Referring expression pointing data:
[Start of Attachment]

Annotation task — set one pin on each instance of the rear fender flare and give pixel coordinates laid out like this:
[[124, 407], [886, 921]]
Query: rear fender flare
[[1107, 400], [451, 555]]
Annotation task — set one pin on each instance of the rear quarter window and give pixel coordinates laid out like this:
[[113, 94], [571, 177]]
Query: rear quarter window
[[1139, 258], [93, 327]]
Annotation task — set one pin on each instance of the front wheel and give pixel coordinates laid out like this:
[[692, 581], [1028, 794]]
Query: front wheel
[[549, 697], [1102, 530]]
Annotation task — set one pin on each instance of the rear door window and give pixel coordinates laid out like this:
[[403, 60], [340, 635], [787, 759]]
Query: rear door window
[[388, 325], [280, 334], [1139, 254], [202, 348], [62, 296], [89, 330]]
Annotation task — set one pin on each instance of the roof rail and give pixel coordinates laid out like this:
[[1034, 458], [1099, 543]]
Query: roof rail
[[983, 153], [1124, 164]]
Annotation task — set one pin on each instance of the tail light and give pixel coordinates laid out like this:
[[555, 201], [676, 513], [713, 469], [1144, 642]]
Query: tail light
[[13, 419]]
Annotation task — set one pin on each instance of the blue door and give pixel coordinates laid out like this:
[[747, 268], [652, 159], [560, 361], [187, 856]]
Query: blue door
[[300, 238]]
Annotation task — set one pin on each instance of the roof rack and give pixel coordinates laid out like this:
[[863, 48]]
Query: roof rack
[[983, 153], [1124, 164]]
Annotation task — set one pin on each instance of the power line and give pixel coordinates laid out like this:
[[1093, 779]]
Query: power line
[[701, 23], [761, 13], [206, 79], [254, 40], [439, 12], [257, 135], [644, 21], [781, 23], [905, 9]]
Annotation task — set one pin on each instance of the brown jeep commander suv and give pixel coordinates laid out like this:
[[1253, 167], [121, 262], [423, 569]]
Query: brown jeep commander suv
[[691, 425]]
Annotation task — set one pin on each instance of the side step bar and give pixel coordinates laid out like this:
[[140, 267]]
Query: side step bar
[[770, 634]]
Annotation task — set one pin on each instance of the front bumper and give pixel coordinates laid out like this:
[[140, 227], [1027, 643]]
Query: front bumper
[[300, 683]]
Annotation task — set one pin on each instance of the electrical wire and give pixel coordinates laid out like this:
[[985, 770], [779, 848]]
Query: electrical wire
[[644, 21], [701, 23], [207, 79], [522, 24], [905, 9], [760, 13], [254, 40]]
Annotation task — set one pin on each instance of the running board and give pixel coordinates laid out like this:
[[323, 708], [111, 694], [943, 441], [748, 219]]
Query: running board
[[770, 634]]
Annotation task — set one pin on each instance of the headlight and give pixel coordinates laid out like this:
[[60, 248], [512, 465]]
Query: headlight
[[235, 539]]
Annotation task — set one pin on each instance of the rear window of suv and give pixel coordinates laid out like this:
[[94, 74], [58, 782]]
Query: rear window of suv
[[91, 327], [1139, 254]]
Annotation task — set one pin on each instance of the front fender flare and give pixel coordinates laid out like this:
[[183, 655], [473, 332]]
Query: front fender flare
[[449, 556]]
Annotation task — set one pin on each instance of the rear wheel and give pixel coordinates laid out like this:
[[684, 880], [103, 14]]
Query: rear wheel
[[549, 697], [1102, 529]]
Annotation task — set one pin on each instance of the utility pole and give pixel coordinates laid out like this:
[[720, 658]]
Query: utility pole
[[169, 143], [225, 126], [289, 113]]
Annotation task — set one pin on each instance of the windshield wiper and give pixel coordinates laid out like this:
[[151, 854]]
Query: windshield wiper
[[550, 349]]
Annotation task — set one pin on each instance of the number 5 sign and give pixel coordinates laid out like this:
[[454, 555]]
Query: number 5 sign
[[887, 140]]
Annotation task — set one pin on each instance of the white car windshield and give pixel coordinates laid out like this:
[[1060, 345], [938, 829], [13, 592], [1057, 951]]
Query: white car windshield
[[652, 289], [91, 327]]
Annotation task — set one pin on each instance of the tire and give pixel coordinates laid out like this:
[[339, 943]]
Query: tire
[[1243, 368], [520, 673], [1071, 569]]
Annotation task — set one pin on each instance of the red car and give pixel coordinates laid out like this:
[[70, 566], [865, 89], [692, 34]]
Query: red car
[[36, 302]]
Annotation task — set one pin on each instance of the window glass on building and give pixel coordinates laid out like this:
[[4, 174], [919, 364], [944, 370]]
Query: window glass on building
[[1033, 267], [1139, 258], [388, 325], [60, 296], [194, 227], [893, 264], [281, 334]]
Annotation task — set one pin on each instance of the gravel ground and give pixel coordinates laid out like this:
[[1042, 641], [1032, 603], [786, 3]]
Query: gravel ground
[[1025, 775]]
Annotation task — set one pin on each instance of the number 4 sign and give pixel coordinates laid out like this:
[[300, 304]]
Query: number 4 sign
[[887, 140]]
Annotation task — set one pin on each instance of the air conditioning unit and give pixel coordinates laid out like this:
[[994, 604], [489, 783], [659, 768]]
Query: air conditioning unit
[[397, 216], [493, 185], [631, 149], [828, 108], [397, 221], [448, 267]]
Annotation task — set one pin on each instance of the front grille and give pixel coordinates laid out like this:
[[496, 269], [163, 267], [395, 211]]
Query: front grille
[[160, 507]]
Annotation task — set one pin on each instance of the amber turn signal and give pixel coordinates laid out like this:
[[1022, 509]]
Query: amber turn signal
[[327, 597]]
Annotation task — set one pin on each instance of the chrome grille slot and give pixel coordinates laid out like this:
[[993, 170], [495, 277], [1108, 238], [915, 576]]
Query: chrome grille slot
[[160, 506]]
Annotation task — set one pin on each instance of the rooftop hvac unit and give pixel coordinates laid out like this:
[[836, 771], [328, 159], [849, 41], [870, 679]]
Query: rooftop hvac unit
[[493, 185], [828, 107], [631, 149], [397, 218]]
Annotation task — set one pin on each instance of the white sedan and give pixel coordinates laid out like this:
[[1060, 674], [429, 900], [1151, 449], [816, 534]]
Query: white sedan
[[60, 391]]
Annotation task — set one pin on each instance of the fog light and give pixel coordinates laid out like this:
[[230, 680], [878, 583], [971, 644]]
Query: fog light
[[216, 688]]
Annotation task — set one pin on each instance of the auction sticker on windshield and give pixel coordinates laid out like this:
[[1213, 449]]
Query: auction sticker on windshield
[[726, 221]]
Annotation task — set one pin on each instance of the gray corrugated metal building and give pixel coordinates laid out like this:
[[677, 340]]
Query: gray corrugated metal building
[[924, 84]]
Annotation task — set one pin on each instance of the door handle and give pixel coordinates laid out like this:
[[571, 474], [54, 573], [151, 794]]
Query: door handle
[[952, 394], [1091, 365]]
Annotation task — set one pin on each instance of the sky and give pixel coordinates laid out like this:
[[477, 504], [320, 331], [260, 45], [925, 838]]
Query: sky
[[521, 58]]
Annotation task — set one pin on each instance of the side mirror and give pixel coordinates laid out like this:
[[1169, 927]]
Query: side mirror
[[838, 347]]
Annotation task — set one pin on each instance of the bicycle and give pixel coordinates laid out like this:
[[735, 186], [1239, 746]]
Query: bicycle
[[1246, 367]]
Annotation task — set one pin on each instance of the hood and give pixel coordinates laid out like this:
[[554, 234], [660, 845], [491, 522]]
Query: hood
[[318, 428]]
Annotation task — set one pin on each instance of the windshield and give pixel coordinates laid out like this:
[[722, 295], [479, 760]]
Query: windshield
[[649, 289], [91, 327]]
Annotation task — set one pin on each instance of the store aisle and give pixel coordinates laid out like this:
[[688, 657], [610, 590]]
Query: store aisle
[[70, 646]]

[End of Attachment]

| Exercise |
Output the records in full, keeping them exactly as they are.

| Task answer |
Annotation task — set one pin on each instance of the rear fender flare and give pixel coordinates laid out like this:
[[124, 407], [886, 921]]
Query: rear fender flare
[[1107, 400], [451, 555]]
Annotation task — set one pin on each instance of the rear quarter window and give pixel coordinates laid out like this:
[[113, 94], [571, 177]]
Query: rear quarter window
[[1139, 258], [93, 327]]
Annotation task — set one pin on each instance of the front wheel and give pixel coordinates laid out like this:
[[692, 581], [1028, 794]]
Query: front wheel
[[549, 697], [1102, 530]]
Annotation task — set one pin on each instance of the rear door window and give pixel coordinates laid out like this:
[[403, 60], [340, 635], [787, 759]]
Query: rear door window
[[388, 325], [280, 334], [1139, 254], [202, 348], [62, 296], [89, 330]]
Annotation task — set one pin on each instance of the roof rail and give pixel coordinates laid out like this:
[[1034, 458], [1099, 543]]
Query: roof rail
[[983, 153], [1124, 164]]
Annotation task — set one pin on each instance of the tail light and give pixel coordinates laid out like this:
[[555, 201], [676, 513], [713, 469], [1144, 642]]
Query: tail light
[[13, 419]]
Annotation task — set one pin on each instance of the blue door and give pixel coordinates laid out like this:
[[747, 268], [652, 159], [560, 361], [187, 856]]
Query: blue door
[[300, 238]]
Annotation task — set one pin on each instance of the roof rack and give pixel coordinates laid out like this:
[[863, 48]]
Query: roof rack
[[983, 153], [1124, 164]]
Annotation task — set one pin on each instance of the power line and give pixel coordinates laid out like this:
[[1093, 779]]
Query: power line
[[701, 23], [761, 13], [206, 79], [254, 40], [439, 12], [257, 135], [644, 21], [781, 23], [905, 9]]
Annotation task — set one pin on each instance of the brown jeep commander suv and give pixel coordinates laid out like this:
[[1253, 167], [121, 262], [423, 569]]
Query: brown jeep commander suv
[[691, 425]]
Annotation task — set one pin on each instance of the side step bar and give pixel coordinates laid out like this:
[[140, 267]]
Query: side step bar
[[770, 634]]
Annotation task — set one pin on each instance of the front bumper and give pixel coordinates laid out like this:
[[140, 227], [1027, 643]]
Query: front bumper
[[300, 683]]
Annotation task — set one pin on each instance of the electrical wire and give pixel coordinates laid out like this:
[[985, 770], [779, 848]]
Query: electrical wire
[[644, 21], [701, 23], [207, 79], [522, 24], [905, 9], [760, 13], [254, 40]]
Annotation task — set one pin on each instance of the running board and give pixel coordinates laid out like this:
[[323, 708], [111, 694], [943, 441], [748, 219]]
Query: running board
[[770, 634]]
Annotation task — set one pin on each instance of the headlight and give pixel coordinates laid out like this:
[[60, 248], [512, 465]]
Query: headlight
[[235, 539]]
Annotation task — set one pin on each instance of the rear window of suv and give pixel coordinates laid out like this:
[[94, 74], [58, 782]]
Query: rear window of suv
[[91, 327], [1139, 254]]
Annotation task — set one pin on each instance of the front fender flare and give pixel coordinates laid out like this:
[[183, 655], [473, 332]]
Query: front fender flare
[[449, 556]]
Annotation task — set one pin on each instance of the rear wheel and give pixel coordinates laid out like this:
[[684, 880], [103, 14]]
Query: rear wheel
[[549, 697], [1102, 529]]
Annotation task — set one pin on each instance of the utility pole and give pixel coordinates laid out like this:
[[720, 658]]
Query: utility pole
[[169, 143], [225, 126], [289, 113]]
Annotation task — set one pin on each instance of the windshield wiper and give pixel coordinates laid out like this:
[[151, 854]]
Query: windshield wiper
[[550, 349]]
Annotation task — set one pin on each instance of the number 5 sign and give pixel coordinates laid out like this:
[[454, 555]]
Query: number 5 sign
[[887, 140]]
Annotation task — set one pin on each instance of the white car windshield and give pixel coordinates laid out like this:
[[1060, 345], [938, 829], [13, 592], [1057, 951]]
Query: white car windshield
[[652, 289], [91, 327]]
Annotation task — set one pin on each instance of the tire and give pixel coordinates laid out like this:
[[339, 943]]
Query: tire
[[1243, 368], [520, 673], [1071, 569]]
Annotation task — set one pin on each instance of the red car and give pixel coordinates laid out like this:
[[70, 566], [865, 89], [692, 34]]
Query: red car
[[36, 302]]
Annotation task — set one pin on each instance of the window glass on building and give pixel coordinates laid out like this:
[[4, 174], [919, 364], [944, 370]]
Query: window glass on building
[[1033, 267], [1139, 258], [388, 325], [60, 296], [194, 227], [893, 264], [281, 334]]
Annotation task — set one pin on each instance of the gravel ground and give pixel coordinates laid out like this:
[[1042, 641], [1032, 603], [786, 3]]
Query: gravel ground
[[1025, 775]]
Annotation task — set one pin on each instance of the number 4 sign and give pixel coordinates laid out like this:
[[300, 304]]
Query: number 4 sign
[[887, 140]]
Annotation task — set one pin on each instance of the air conditioning unit and give pixel coordinates laid out like this:
[[994, 604], [489, 783], [659, 768]]
Query: air conditioning unit
[[397, 216], [493, 185], [631, 149], [828, 108], [397, 221], [448, 267]]
Annotation task — set one pin on each instance of the front grille and give pixel coordinates laid out like this:
[[496, 269], [163, 267], [395, 211]]
Query: front grille
[[160, 507]]
Annotation task — set one pin on each instance of the amber turn signal and give pixel coordinates laid out like this:
[[1022, 509]]
Query: amber turn signal
[[327, 597]]
Annotation task — set one pin on each instance of the chrome grille slot and give pixel coordinates laid out like this:
[[993, 170], [495, 277], [1108, 238], [915, 576]]
Query: chrome grille slot
[[160, 506]]
Annotation task — set one pin on each instance of the rooftop hvac unit and give pixel coordinates laid out like this:
[[836, 771], [328, 159], [849, 41], [870, 679]]
Query: rooftop hvac unit
[[493, 185], [828, 107], [631, 149], [397, 218]]
Annotation task — set one pin on each instance of the white sedan and give pixel coordinates laid out like this:
[[1060, 674], [429, 900], [1151, 449], [816, 534]]
Query: white sedan
[[60, 391]]
Annotation task — set one pin on each instance of the fog light and give pixel coordinates laid out like this:
[[230, 680], [878, 583], [971, 644]]
Query: fog light
[[216, 688]]
Annotation task — set one pin on each instance of the auction sticker on windshield and give pixel coordinates laid out like this:
[[1213, 449]]
Query: auction sticker on windshield
[[726, 221]]
Annotation task — set one pin on each instance of the gray corrugated metal building and give pixel coordinates laid out like this:
[[677, 340]]
Query: gray corrugated metal building
[[924, 84]]
Annotation task — set one pin on each instance of the door handle and give pixel coordinates laid out like this:
[[571, 474], [54, 573], [151, 794]]
Query: door handle
[[952, 394], [1091, 365]]
Annotation task — set one pin on each instance of the sky and give pixel coordinates laid out like this:
[[477, 504], [320, 331], [260, 45], [925, 838]]
Query: sky
[[521, 58]]
Annotation task — set one pin on each instance of the side mirror and give pixel coordinates laid out like this:
[[1169, 927]]
Query: side mirror
[[838, 347]]
Annotation task — set one pin on each instance of the bicycle and give pixel coordinates laid out like this:
[[735, 186], [1239, 746]]
Query: bicycle
[[1246, 367]]
Annotation task — set one pin on each instance of the hood and give pixel coordinates laid out like this:
[[554, 234], [660, 845], [491, 522]]
Query: hood
[[318, 428]]
Annotation task — set one pin on each instance of the windshield and give pixel coordinates laid out like this:
[[722, 295], [479, 760]]
Query: windshield
[[649, 289], [91, 327]]
Annotation task — set one pin on each instance of the store aisle and give pixel coordinates laid out like this:
[[688, 657], [610, 590]]
Query: store aisle
[[70, 646]]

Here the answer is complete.